Problem description: Leave out the pictures and copy each record below exactly.

Saved data entries
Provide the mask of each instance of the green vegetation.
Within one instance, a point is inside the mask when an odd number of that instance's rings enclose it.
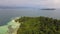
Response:
[[[49,17],[21,17],[17,34],[60,34],[60,20]]]

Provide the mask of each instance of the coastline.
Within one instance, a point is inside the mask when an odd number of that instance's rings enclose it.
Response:
[[[18,19],[19,17],[16,17],[15,19]],[[14,29],[14,32],[12,34],[16,34],[16,31],[18,30],[19,26],[21,25],[20,23],[18,22],[15,22],[14,20],[15,19],[12,19],[10,22],[7,23],[7,25],[4,25],[4,26],[0,26],[0,34],[9,34],[8,31],[9,31],[9,28],[12,28]],[[11,25],[11,27],[9,27]],[[9,28],[8,28],[9,27]],[[10,30],[12,30],[10,29]],[[11,32],[11,31],[10,31]]]

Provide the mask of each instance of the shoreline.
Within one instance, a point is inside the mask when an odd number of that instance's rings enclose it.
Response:
[[[8,33],[7,31],[10,31],[12,29],[14,30],[13,33],[16,34],[17,33],[16,31],[18,30],[19,26],[21,25],[20,23],[14,21],[16,19],[19,19],[19,17],[16,17],[15,19],[12,19],[11,21],[9,21],[7,23],[7,25],[0,26],[0,34],[7,34]],[[11,25],[11,27],[9,27],[10,25]],[[12,29],[10,29],[10,28],[12,28]]]

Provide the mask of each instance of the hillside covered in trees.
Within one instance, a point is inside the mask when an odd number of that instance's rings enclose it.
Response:
[[[17,34],[60,34],[60,20],[49,17],[21,17]]]

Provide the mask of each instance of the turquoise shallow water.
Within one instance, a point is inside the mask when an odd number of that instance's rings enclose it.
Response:
[[[0,26],[0,34],[8,34],[8,27],[9,26],[12,26],[13,28],[17,28],[18,25],[20,25],[20,23],[16,23],[16,22],[13,22],[13,20],[11,20],[10,22],[7,23],[7,25],[4,25],[4,26]]]
[[[7,34],[8,32],[8,25],[0,26],[0,34]]]
[[[7,25],[5,26],[0,26],[0,34],[7,34]]]

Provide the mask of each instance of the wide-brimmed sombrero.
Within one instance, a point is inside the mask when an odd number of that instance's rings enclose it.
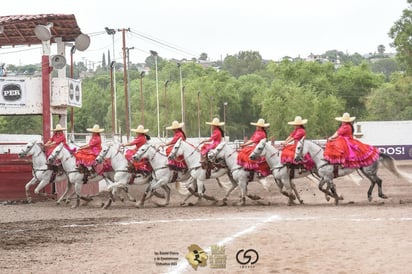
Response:
[[[136,133],[146,133],[149,131],[149,129],[144,128],[142,125],[138,125],[136,129],[131,128],[130,131],[136,132]]]
[[[304,125],[308,122],[308,119],[302,119],[302,117],[300,116],[296,116],[295,120],[288,122],[289,125],[293,125],[293,126],[301,126]]]
[[[265,123],[265,120],[262,118],[260,118],[256,123],[251,122],[250,124],[257,127],[268,127],[270,125],[269,123]]]
[[[173,121],[170,127],[166,127],[166,129],[178,129],[182,128],[185,123],[179,123],[178,121]]]
[[[56,125],[56,128],[53,128],[52,131],[63,131],[63,130],[65,130],[65,129],[66,129],[66,128],[65,128],[65,127],[62,127],[62,125],[57,124],[57,125]]]
[[[225,124],[225,122],[220,122],[219,118],[213,118],[212,122],[206,122],[207,125],[211,125],[211,126],[223,126]]]
[[[100,133],[104,131],[104,128],[100,128],[99,125],[96,124],[92,128],[87,128],[86,130],[94,133]]]
[[[340,121],[340,122],[352,122],[353,120],[355,120],[356,117],[350,117],[350,114],[345,112],[342,117],[336,117],[335,120]]]

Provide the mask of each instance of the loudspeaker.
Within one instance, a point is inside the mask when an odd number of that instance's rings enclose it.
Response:
[[[53,55],[51,57],[51,65],[55,69],[62,69],[66,65],[66,58],[63,55]]]
[[[85,51],[90,45],[90,37],[87,34],[81,33],[74,40],[74,46],[80,51]]]

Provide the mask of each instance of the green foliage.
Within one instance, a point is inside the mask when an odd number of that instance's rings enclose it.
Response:
[[[412,0],[407,0],[408,8],[391,27],[388,35],[393,39],[392,46],[396,48],[398,60],[408,75],[412,74]]]
[[[412,77],[394,74],[368,96],[366,108],[371,120],[412,120]]]
[[[287,122],[298,115],[309,120],[306,125],[308,138],[325,138],[333,134],[338,126],[334,118],[343,112],[350,112],[358,119],[412,118],[412,81],[392,72],[390,64],[393,62],[389,62],[392,59],[383,58],[373,64],[363,59],[357,65],[351,59],[360,58],[356,54],[347,56],[339,51],[329,51],[325,56],[328,59],[339,56],[340,66],[332,62],[291,58],[264,64],[259,53],[245,51],[226,57],[224,69],[218,71],[193,61],[182,61],[178,66],[176,61],[158,56],[157,84],[155,59],[149,56],[146,65],[151,69],[143,78],[134,66],[129,70],[129,126],[136,128],[143,123],[150,129],[150,135],[157,136],[157,100],[161,137],[172,135],[165,128],[173,120],[182,120],[182,110],[188,137],[197,137],[199,131],[203,137],[209,135],[210,126],[205,122],[218,117],[221,121],[226,120],[226,135],[231,140],[250,137],[255,130],[250,122],[259,118],[271,124],[269,135],[277,140],[290,134],[293,127]],[[378,69],[378,64],[384,69]],[[122,64],[116,63],[116,67],[122,68]],[[75,64],[75,68],[78,73],[86,69],[83,63]],[[383,70],[392,76],[386,78],[391,79],[390,83],[384,84]],[[126,93],[122,69],[116,69],[115,78],[117,123],[124,135]],[[99,124],[110,133],[110,73],[104,68],[98,69],[94,75],[82,80],[82,91],[82,108],[74,108],[75,132],[85,132],[86,128]],[[0,118],[0,132],[42,133],[39,116]]]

Exercise answer:
Provide the mask of each instance of the green vegetation.
Within one instance, a point is inside the mask when an odd number of that instance's rings enclose it.
Response:
[[[49,17],[21,17],[17,34],[60,34],[60,20]]]

Provide the mask of each instance of the coastline.
Within one instance, a point is inside the mask when an odd number of that instance's rings enclose it.
Response:
[[[18,19],[19,17],[16,17],[15,19]],[[14,29],[14,32],[12,34],[16,34],[16,31],[18,30],[19,26],[21,25],[20,23],[18,22],[15,22],[14,20],[15,19],[12,19],[10,22],[7,23],[7,25],[4,25],[4,26],[0,26],[0,34],[9,34],[8,31],[9,31],[9,28],[12,28]],[[11,25],[11,27],[9,27]],[[9,28],[8,28],[9,27]],[[10,30],[12,30],[10,29]],[[11,32],[11,31],[10,31]]]

Provide the mask of each instance of the shoreline.
Within one instance, a point is inside the mask when an odd number of that instance's rings enclose it.
Response:
[[[8,33],[7,31],[10,31],[12,29],[14,30],[13,33],[16,34],[17,33],[16,31],[18,30],[19,26],[21,25],[20,23],[14,21],[16,19],[19,19],[19,17],[16,17],[15,19],[12,19],[11,21],[9,21],[7,23],[7,25],[0,26],[0,34],[7,34]],[[11,25],[11,27],[9,27],[10,25]],[[12,29],[10,29],[10,28],[12,28]]]

Provide the mask of each instance of the hillside covered in trees.
Within one instance, a point is inside the mask when an odd number of that instance's rings enclose it.
Response:
[[[17,34],[60,34],[60,20],[49,17],[21,17]]]

Provide the mask of each instance of the turquoise shallow water.
Within one instance, a point is inside the mask when an odd number of that instance's rings enclose it.
Response:
[[[0,26],[0,34],[8,34],[8,27],[9,26],[12,26],[13,28],[17,28],[18,25],[20,25],[20,23],[16,23],[16,22],[13,22],[13,20],[11,20],[10,22],[7,23],[7,25],[4,25],[4,26]]]
[[[7,34],[8,32],[8,25],[0,26],[0,34]]]
[[[7,25],[5,26],[0,26],[0,34],[7,34]]]

Provide the mask of each instance of the wide-brimmed sombrero.
Within one instance, a point is inside the mask when an odd number of that instance's rings enclose it.
Response:
[[[136,133],[146,133],[149,131],[149,129],[144,128],[142,125],[138,125],[136,129],[131,128],[130,131],[136,132]]]
[[[304,125],[308,122],[308,119],[302,119],[302,117],[300,116],[296,116],[295,120],[288,122],[289,125],[293,125],[293,126],[301,126]]]
[[[265,123],[265,120],[262,118],[260,118],[256,123],[251,122],[250,124],[257,127],[268,127],[270,125],[269,123]]]
[[[173,121],[170,127],[166,127],[166,129],[178,129],[182,128],[185,123],[179,123],[178,121]]]
[[[56,125],[56,128],[53,128],[52,131],[63,131],[63,130],[65,130],[65,129],[66,129],[66,128],[65,128],[65,127],[62,127],[62,125],[57,124],[57,125]]]
[[[225,124],[225,122],[220,122],[219,118],[213,118],[212,122],[206,122],[207,125],[211,125],[211,126],[223,126]]]
[[[100,133],[104,131],[104,128],[100,128],[99,125],[96,124],[92,128],[87,128],[86,130],[94,133]]]
[[[340,121],[340,122],[352,122],[353,120],[355,120],[356,117],[350,117],[350,114],[345,112],[342,117],[336,117],[335,120]]]

Provide the mask of each instance of the loudspeaker.
Within one instance, a point is inside the mask when an odd number of that instance's rings enclose it.
Response:
[[[53,55],[51,57],[51,65],[55,69],[62,69],[66,65],[66,58],[63,55]]]
[[[85,51],[90,45],[90,37],[87,34],[81,33],[74,40],[74,46],[80,51]]]

Provide the mask of each instance of the green foliage.
Within one instance, a point is inside the mask when an odd number of that instance's rings enclose it.
Response:
[[[412,0],[407,0],[408,8],[391,27],[388,35],[393,39],[392,46],[396,48],[398,60],[408,75],[412,74]]]
[[[412,77],[394,74],[368,96],[366,108],[371,120],[412,120]]]
[[[287,122],[298,115],[309,120],[306,125],[308,138],[325,138],[333,134],[338,126],[334,118],[343,112],[350,112],[358,119],[412,118],[412,81],[392,72],[390,64],[393,62],[389,62],[392,59],[383,58],[373,64],[363,59],[357,65],[351,59],[360,58],[356,54],[347,56],[339,51],[329,51],[325,56],[328,59],[339,56],[340,66],[332,62],[291,58],[264,64],[259,53],[245,51],[226,57],[224,69],[218,71],[193,61],[182,61],[178,66],[176,61],[158,56],[157,84],[155,59],[149,56],[146,65],[151,69],[143,78],[134,66],[129,70],[129,126],[136,128],[143,123],[150,129],[150,135],[157,136],[157,100],[161,137],[172,135],[165,128],[173,120],[182,120],[182,110],[188,137],[197,137],[199,131],[203,137],[209,135],[210,126],[205,122],[218,117],[221,121],[226,120],[226,135],[231,140],[250,137],[255,130],[250,122],[259,118],[271,124],[269,135],[277,140],[290,134],[293,127]],[[378,69],[378,64],[384,69]],[[122,64],[116,63],[116,67],[122,68]],[[75,64],[75,68],[78,73],[86,69],[83,63]],[[383,70],[392,76],[386,78],[391,79],[390,83],[384,84]],[[126,93],[122,69],[116,69],[115,78],[117,123],[124,135]],[[99,124],[110,133],[110,73],[104,68],[98,69],[94,75],[82,80],[82,91],[82,108],[74,108],[75,132],[85,132],[86,128]],[[0,118],[0,132],[42,133],[39,116]]]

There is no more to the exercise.